THE TASK -> Word for word, restate every line of the listing that follows.

Position annotation records:
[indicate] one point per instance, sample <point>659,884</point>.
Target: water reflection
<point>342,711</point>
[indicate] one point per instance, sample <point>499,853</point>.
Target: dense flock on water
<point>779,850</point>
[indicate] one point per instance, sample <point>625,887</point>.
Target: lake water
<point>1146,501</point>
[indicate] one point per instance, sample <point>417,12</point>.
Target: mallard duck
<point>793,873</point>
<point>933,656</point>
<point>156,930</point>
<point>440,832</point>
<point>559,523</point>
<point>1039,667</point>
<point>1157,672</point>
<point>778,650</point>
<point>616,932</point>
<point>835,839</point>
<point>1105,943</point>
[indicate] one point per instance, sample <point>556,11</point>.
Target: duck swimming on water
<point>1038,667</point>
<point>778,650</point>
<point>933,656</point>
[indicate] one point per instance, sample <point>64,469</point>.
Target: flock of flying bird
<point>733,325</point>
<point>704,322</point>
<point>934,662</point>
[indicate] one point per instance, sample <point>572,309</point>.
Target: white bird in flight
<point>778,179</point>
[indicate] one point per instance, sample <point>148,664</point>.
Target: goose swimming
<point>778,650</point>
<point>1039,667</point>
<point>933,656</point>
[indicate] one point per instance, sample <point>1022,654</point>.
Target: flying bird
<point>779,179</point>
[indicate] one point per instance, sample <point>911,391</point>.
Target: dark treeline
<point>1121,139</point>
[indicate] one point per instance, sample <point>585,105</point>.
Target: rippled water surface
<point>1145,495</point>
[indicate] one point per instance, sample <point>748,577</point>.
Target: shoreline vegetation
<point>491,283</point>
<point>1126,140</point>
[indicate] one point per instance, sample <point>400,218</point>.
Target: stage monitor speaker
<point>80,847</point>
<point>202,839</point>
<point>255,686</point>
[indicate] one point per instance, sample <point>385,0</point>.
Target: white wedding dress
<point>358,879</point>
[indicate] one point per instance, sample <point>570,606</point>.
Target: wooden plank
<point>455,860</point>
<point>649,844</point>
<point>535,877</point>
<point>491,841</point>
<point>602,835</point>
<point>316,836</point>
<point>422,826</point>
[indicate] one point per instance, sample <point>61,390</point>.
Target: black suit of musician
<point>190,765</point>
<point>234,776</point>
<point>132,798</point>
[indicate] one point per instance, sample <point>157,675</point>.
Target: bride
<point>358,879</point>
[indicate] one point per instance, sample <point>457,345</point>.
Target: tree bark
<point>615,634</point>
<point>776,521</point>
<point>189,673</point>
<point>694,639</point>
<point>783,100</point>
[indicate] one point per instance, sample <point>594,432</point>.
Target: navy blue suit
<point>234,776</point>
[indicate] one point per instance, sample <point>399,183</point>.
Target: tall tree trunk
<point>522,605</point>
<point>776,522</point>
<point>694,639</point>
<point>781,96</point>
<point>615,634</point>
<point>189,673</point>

OUTPUT OF THE TASK ->
[indicate] one point per instance, sample <point>659,884</point>.
Target: water reflection
<point>342,711</point>
[indicate] one point per instance, sample <point>499,853</point>.
Target: dense flock on water
<point>779,850</point>
[indicate] one point per instance, sample <point>625,887</point>.
Target: lake water
<point>1146,501</point>
[indicate] one point per instance, sample <point>417,12</point>.
Target: mallard duck
<point>793,873</point>
<point>933,656</point>
<point>156,930</point>
<point>440,832</point>
<point>559,523</point>
<point>1039,667</point>
<point>1157,672</point>
<point>778,650</point>
<point>616,932</point>
<point>835,839</point>
<point>1105,943</point>
[indicate] one point per instance, sample <point>556,11</point>.
Target: duck swimming on water
<point>1038,667</point>
<point>778,650</point>
<point>933,656</point>
[indicate] one point per instance, sample <point>64,469</point>.
Target: flock of flying bird
<point>733,325</point>
<point>704,322</point>
<point>934,662</point>
[indicate] one point per instance, sample <point>572,309</point>.
Target: white bird in flight
<point>778,179</point>
[indicate] one point per instance, sample <point>148,664</point>.
Target: goose swimming
<point>778,650</point>
<point>1039,667</point>
<point>933,656</point>
[indicate] one point per instance, sample <point>1022,654</point>.
Target: flying bird
<point>779,179</point>
[indicate] one point per instance, sample <point>911,391</point>.
Target: dark treeline
<point>1121,139</point>
[indicate] one point per instance, sample <point>585,105</point>.
Target: rippled water surface
<point>1145,495</point>
[indicate] one point per instance, sample <point>748,577</point>.
Target: shoreline vegetation
<point>491,283</point>
<point>1126,140</point>
[indicate] one point per instance, sample <point>400,218</point>.
Target: stage monitor speaker
<point>80,847</point>
<point>202,839</point>
<point>255,686</point>
[indicate] one point per instance, sample <point>385,0</point>.
Target: white wedding dress
<point>358,879</point>
[indicate] one point per instance, sample <point>570,606</point>.
Target: wooden plank
<point>455,860</point>
<point>649,844</point>
<point>535,877</point>
<point>491,841</point>
<point>602,835</point>
<point>316,836</point>
<point>422,826</point>
[indicate] one point per instance, sample <point>61,390</point>.
Target: black suit of musician
<point>190,765</point>
<point>234,776</point>
<point>132,798</point>
[indicate] one point per instance, sample <point>157,675</point>.
Target: bride
<point>358,879</point>
[indicate] one point per instance, sample <point>457,345</point>.
Target: tree bark
<point>615,634</point>
<point>776,521</point>
<point>189,673</point>
<point>694,639</point>
<point>783,100</point>
[indicate] one point per instance, sample <point>594,432</point>.
Target: navy blue suit
<point>234,776</point>
[indicate] one point per instance, sample <point>399,183</point>.
Target: tall tree trunk
<point>522,605</point>
<point>776,522</point>
<point>694,639</point>
<point>781,96</point>
<point>615,634</point>
<point>189,673</point>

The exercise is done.